### Required task
Pick out each line below that contains the string "branch" and copy those lines out in full.

■ ■ ■

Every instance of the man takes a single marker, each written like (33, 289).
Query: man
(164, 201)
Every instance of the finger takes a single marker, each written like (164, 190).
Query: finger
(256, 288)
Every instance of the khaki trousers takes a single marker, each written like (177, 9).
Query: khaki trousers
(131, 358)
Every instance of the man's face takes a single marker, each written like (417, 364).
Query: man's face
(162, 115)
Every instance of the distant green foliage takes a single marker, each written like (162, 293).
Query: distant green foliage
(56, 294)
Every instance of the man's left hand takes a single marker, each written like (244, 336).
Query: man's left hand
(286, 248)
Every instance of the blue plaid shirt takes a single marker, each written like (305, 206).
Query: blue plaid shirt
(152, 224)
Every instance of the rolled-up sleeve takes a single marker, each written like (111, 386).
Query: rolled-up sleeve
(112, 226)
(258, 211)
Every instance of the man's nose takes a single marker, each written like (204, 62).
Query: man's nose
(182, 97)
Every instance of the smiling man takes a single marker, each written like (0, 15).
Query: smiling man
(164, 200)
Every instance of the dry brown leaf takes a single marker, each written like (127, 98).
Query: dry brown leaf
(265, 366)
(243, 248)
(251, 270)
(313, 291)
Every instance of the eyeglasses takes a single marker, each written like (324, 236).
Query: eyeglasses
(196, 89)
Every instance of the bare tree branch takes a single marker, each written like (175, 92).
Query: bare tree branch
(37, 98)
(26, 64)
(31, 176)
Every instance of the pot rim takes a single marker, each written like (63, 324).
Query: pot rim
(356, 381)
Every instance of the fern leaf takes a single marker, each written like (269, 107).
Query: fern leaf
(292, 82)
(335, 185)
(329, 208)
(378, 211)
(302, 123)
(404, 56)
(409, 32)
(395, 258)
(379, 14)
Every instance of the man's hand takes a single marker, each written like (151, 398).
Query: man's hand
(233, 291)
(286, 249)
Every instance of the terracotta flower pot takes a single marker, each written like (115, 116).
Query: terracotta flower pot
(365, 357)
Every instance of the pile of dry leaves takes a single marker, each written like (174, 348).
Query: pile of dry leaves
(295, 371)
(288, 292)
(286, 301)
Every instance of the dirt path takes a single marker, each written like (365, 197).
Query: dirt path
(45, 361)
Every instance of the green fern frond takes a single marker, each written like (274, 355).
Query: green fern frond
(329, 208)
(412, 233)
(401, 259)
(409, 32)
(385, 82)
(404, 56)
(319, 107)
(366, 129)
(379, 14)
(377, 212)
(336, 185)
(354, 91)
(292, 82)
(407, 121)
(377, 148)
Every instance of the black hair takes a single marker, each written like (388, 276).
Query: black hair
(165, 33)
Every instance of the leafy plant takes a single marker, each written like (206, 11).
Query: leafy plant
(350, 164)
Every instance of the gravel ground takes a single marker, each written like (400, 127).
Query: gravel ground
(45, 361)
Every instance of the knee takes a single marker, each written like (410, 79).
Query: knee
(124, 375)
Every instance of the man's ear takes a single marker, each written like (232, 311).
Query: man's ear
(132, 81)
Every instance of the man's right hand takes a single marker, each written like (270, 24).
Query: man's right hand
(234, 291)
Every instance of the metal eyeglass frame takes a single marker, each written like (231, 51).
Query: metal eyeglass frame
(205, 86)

■ ■ ■

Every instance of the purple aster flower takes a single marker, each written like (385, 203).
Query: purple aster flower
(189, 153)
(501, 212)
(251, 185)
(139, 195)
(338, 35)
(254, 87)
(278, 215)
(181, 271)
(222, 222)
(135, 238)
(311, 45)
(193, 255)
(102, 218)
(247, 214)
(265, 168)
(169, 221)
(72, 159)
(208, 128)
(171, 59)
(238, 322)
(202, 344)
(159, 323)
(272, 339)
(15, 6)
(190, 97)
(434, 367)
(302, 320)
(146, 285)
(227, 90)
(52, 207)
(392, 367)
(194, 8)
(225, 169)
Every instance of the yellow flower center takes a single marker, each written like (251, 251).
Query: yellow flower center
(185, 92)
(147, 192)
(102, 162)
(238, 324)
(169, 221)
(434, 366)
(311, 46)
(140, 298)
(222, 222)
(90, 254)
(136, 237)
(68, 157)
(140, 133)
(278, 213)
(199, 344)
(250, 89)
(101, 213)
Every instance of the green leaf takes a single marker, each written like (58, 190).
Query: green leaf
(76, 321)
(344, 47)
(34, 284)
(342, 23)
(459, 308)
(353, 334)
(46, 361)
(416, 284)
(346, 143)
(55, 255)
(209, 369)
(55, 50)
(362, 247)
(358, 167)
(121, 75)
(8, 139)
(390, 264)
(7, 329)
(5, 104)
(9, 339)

■ ■ ■

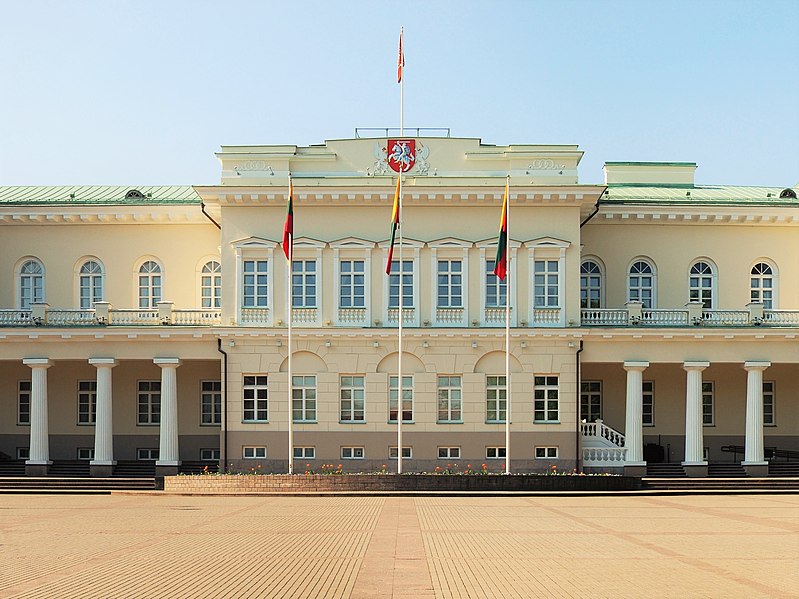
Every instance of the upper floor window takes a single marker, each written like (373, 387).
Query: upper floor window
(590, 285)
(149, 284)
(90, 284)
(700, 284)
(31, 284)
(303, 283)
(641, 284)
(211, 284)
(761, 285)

■ ■ ■

### Task answer
Every instance of the bare tree branch takes a single marker, each written like (175, 92).
Query: bare tree branch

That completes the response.